Task goal: In the records below, find the line with "eyebrow in the photo above." and the line with "window in the photo above."; return exactly those lines and every line between them.

+++ Information

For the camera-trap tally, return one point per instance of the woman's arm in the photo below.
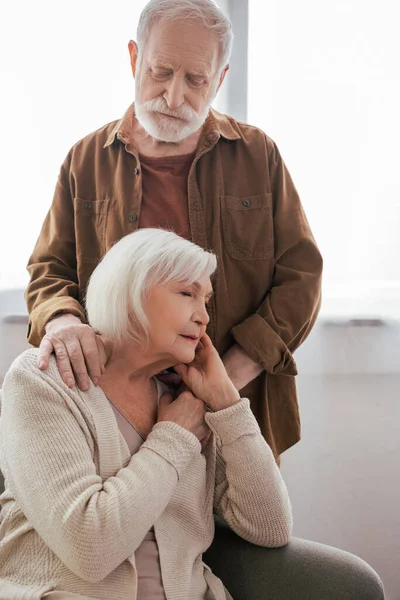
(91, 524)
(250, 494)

++++++
+++ Information

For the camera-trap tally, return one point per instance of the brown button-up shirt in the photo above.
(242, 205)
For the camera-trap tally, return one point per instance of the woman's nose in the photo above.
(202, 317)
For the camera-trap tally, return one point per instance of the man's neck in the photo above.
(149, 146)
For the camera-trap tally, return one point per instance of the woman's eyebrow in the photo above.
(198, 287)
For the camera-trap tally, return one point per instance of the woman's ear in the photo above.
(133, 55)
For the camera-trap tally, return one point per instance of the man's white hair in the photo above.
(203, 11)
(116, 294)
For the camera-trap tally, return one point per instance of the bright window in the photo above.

++++++
+++ Information

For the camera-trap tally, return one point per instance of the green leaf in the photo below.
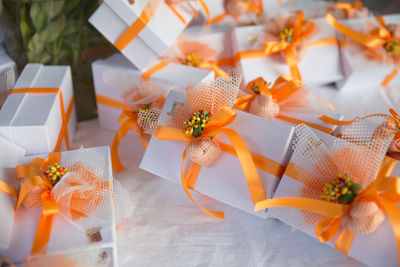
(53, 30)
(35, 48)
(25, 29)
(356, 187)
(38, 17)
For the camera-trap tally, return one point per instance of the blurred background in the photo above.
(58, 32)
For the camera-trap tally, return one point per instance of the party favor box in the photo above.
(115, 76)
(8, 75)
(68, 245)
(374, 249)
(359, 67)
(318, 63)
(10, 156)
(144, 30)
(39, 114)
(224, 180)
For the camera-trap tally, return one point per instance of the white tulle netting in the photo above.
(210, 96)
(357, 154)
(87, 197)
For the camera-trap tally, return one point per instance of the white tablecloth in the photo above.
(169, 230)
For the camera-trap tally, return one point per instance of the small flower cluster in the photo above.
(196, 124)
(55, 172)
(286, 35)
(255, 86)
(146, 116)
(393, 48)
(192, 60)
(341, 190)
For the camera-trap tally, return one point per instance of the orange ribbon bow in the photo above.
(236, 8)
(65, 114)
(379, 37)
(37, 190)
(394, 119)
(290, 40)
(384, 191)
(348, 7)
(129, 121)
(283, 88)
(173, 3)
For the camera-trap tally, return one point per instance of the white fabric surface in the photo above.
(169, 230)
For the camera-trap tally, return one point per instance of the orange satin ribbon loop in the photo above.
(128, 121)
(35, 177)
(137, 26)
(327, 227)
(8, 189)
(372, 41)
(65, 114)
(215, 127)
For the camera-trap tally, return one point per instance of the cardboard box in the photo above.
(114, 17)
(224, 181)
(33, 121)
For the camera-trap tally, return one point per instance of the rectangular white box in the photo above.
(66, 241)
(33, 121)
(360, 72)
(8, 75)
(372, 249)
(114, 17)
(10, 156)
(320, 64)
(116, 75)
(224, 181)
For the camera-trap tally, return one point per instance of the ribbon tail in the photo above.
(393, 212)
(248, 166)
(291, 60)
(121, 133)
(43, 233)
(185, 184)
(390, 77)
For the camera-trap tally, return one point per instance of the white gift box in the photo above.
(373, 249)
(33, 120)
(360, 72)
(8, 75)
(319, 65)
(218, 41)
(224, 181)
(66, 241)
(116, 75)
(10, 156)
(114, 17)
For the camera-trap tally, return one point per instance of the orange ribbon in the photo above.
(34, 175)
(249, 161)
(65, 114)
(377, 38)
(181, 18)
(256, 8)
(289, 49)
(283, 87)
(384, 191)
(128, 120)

++++++

Output of the task:
For the camera-trap tally, return one point per instance of the woman's eyebrow in the photo above.
(198, 287)
For the camera-trap tally, return one point per instance of the woman's ear in the photo above.
(133, 55)
For the camera-trap tally, return one point per instance of the man's white hair in the photo above.
(203, 11)
(116, 294)
For the camera-trap tally, return one point per instance of the bright window in the photo above.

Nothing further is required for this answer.